**WHAT TO DO**
Pull out every line of the data below that contains the word "cabinet", and list each one in full.

**GIVEN INFORMATION**
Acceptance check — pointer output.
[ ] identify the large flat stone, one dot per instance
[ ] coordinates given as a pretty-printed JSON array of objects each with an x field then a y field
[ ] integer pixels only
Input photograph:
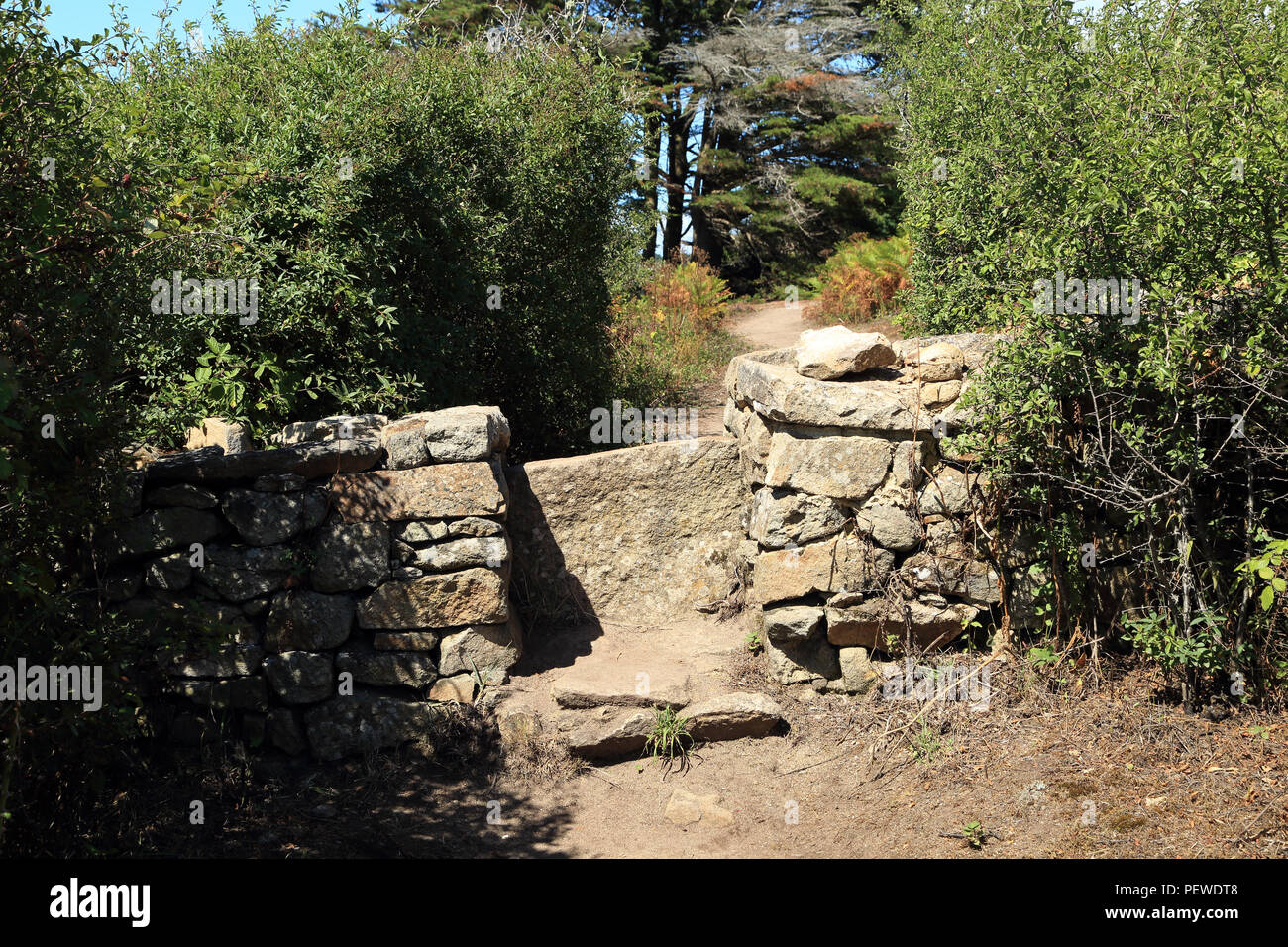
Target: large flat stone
[
  {"x": 733, "y": 716},
  {"x": 780, "y": 517},
  {"x": 971, "y": 579},
  {"x": 841, "y": 562},
  {"x": 777, "y": 392},
  {"x": 631, "y": 681},
  {"x": 836, "y": 351},
  {"x": 476, "y": 595},
  {"x": 368, "y": 722},
  {"x": 424, "y": 492},
  {"x": 308, "y": 460},
  {"x": 883, "y": 625},
  {"x": 845, "y": 468},
  {"x": 488, "y": 651},
  {"x": 622, "y": 737},
  {"x": 465, "y": 433},
  {"x": 639, "y": 534}
]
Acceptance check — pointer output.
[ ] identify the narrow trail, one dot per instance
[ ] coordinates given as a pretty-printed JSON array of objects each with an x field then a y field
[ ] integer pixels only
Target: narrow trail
[{"x": 759, "y": 326}]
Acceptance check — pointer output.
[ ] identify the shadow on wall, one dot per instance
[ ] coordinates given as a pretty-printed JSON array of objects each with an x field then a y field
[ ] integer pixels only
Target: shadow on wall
[{"x": 558, "y": 617}]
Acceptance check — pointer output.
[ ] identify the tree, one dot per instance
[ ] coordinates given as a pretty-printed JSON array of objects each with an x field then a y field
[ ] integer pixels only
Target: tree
[
  {"x": 794, "y": 151},
  {"x": 464, "y": 17}
]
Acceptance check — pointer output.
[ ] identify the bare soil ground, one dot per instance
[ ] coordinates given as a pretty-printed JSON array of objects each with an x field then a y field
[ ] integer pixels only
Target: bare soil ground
[{"x": 1059, "y": 766}]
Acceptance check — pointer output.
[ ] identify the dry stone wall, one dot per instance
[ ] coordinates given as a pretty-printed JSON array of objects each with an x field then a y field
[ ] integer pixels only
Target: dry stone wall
[
  {"x": 861, "y": 532},
  {"x": 640, "y": 534},
  {"x": 334, "y": 592}
]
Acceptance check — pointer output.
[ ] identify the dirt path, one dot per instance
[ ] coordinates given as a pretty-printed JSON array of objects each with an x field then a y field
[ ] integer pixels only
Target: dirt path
[
  {"x": 1046, "y": 772},
  {"x": 765, "y": 326},
  {"x": 758, "y": 326}
]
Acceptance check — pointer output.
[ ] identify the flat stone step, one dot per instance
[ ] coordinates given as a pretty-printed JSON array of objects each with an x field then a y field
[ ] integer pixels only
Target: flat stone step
[{"x": 728, "y": 716}]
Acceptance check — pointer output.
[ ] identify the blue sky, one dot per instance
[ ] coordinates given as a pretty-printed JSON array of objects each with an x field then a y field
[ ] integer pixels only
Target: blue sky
[{"x": 85, "y": 17}]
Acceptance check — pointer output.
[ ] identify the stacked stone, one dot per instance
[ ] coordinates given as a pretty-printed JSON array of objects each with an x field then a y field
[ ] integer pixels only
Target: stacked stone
[
  {"x": 331, "y": 592},
  {"x": 859, "y": 525}
]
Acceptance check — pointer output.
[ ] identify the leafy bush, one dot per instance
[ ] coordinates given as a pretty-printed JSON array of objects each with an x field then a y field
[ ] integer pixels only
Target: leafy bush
[
  {"x": 1047, "y": 150},
  {"x": 428, "y": 226},
  {"x": 668, "y": 335},
  {"x": 862, "y": 279},
  {"x": 63, "y": 241},
  {"x": 123, "y": 161}
]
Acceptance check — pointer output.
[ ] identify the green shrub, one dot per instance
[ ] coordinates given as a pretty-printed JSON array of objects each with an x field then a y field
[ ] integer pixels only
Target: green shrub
[
  {"x": 862, "y": 279},
  {"x": 1141, "y": 142},
  {"x": 428, "y": 226},
  {"x": 63, "y": 240},
  {"x": 668, "y": 333}
]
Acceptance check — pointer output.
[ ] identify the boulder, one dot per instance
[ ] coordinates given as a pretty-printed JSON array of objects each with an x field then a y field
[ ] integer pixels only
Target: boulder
[
  {"x": 622, "y": 737},
  {"x": 170, "y": 573},
  {"x": 463, "y": 553},
  {"x": 811, "y": 661},
  {"x": 488, "y": 650},
  {"x": 475, "y": 595},
  {"x": 158, "y": 531},
  {"x": 793, "y": 624},
  {"x": 883, "y": 625},
  {"x": 858, "y": 673},
  {"x": 836, "y": 351},
  {"x": 939, "y": 361},
  {"x": 465, "y": 433},
  {"x": 835, "y": 565},
  {"x": 308, "y": 621},
  {"x": 215, "y": 432},
  {"x": 948, "y": 492},
  {"x": 404, "y": 641},
  {"x": 308, "y": 460},
  {"x": 475, "y": 526},
  {"x": 642, "y": 534},
  {"x": 227, "y": 693},
  {"x": 778, "y": 393},
  {"x": 733, "y": 716},
  {"x": 369, "y": 722},
  {"x": 890, "y": 527},
  {"x": 845, "y": 468},
  {"x": 404, "y": 442},
  {"x": 300, "y": 677},
  {"x": 348, "y": 557},
  {"x": 278, "y": 483},
  {"x": 455, "y": 689},
  {"x": 971, "y": 579},
  {"x": 284, "y": 729},
  {"x": 420, "y": 531},
  {"x": 907, "y": 467},
  {"x": 780, "y": 517},
  {"x": 423, "y": 492},
  {"x": 331, "y": 428},
  {"x": 181, "y": 495}
]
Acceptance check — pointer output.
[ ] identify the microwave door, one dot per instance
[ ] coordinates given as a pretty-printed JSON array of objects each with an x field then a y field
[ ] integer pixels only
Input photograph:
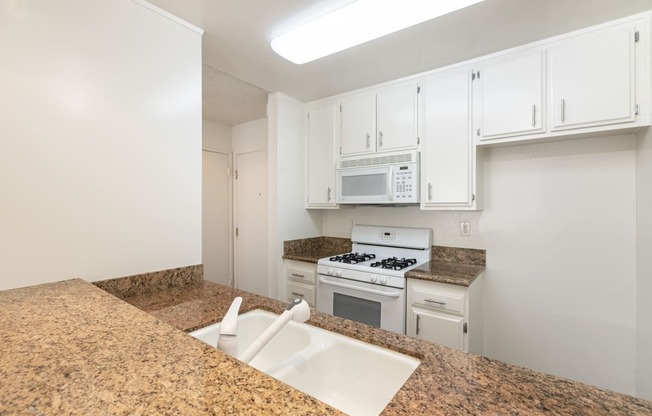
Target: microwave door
[{"x": 367, "y": 185}]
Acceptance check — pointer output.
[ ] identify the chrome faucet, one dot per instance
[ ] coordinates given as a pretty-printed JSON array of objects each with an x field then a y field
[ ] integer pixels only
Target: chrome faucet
[{"x": 298, "y": 311}]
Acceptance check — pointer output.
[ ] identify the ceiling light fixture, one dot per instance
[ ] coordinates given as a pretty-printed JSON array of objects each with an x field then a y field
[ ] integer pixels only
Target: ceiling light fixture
[{"x": 356, "y": 23}]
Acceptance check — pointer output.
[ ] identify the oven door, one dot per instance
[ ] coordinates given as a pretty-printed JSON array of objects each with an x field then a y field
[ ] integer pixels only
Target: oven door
[{"x": 375, "y": 305}]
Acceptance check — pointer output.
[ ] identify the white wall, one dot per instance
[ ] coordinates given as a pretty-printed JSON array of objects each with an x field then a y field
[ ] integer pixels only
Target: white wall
[
  {"x": 250, "y": 137},
  {"x": 216, "y": 136},
  {"x": 288, "y": 218},
  {"x": 644, "y": 263},
  {"x": 100, "y": 167},
  {"x": 559, "y": 227}
]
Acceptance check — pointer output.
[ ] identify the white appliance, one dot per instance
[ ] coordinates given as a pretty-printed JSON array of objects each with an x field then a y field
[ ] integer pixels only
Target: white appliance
[
  {"x": 368, "y": 285},
  {"x": 384, "y": 179}
]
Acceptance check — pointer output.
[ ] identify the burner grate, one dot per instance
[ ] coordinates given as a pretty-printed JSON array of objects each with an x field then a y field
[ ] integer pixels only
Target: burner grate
[
  {"x": 394, "y": 263},
  {"x": 353, "y": 258}
]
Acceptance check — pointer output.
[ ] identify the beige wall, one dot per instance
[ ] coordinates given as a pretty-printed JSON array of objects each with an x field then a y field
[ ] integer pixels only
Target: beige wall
[
  {"x": 644, "y": 264},
  {"x": 100, "y": 167}
]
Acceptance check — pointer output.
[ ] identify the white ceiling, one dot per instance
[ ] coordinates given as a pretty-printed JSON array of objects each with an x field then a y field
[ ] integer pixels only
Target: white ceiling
[{"x": 237, "y": 36}]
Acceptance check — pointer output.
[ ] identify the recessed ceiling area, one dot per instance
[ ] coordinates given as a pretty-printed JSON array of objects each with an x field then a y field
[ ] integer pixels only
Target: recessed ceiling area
[
  {"x": 238, "y": 33},
  {"x": 230, "y": 100}
]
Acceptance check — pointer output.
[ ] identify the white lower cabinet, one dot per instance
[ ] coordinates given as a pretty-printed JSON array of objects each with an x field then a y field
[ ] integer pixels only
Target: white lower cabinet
[
  {"x": 301, "y": 281},
  {"x": 446, "y": 314}
]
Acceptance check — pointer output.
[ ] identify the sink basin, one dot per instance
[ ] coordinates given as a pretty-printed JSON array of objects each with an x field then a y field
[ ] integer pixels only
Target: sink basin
[{"x": 352, "y": 376}]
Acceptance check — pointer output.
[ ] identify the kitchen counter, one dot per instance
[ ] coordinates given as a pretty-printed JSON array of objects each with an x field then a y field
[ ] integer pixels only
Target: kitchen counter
[
  {"x": 444, "y": 272},
  {"x": 312, "y": 249},
  {"x": 453, "y": 265},
  {"x": 71, "y": 348}
]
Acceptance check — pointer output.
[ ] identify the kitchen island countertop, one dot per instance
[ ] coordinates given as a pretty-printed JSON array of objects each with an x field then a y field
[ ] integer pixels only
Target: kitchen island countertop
[{"x": 71, "y": 348}]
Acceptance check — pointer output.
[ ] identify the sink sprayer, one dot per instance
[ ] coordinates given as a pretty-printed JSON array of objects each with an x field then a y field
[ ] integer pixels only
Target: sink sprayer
[{"x": 227, "y": 341}]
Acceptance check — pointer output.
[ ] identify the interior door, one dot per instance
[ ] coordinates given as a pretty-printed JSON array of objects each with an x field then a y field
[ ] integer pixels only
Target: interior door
[
  {"x": 251, "y": 222},
  {"x": 216, "y": 225}
]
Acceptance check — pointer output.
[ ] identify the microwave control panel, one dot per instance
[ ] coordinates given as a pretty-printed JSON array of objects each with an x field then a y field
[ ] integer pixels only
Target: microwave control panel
[{"x": 406, "y": 187}]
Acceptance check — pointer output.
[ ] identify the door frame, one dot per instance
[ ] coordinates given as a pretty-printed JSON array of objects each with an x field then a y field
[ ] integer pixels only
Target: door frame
[
  {"x": 231, "y": 205},
  {"x": 235, "y": 219}
]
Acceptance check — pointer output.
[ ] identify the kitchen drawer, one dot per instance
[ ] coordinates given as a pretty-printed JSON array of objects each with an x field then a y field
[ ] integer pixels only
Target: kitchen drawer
[
  {"x": 301, "y": 275},
  {"x": 443, "y": 300},
  {"x": 301, "y": 291}
]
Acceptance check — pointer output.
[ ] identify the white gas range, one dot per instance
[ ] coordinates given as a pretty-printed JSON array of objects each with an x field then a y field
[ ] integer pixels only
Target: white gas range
[{"x": 368, "y": 284}]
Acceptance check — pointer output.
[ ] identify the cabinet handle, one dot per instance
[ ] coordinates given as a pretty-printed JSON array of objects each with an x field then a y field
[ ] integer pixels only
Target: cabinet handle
[{"x": 438, "y": 302}]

**COMPLETE OUTPUT**
[ ] identify the white lower cabinet, one dot per instance
Target: white lower cabinet
[ ] identify the cabinet handle, one dot per instance
Target: cabinet handle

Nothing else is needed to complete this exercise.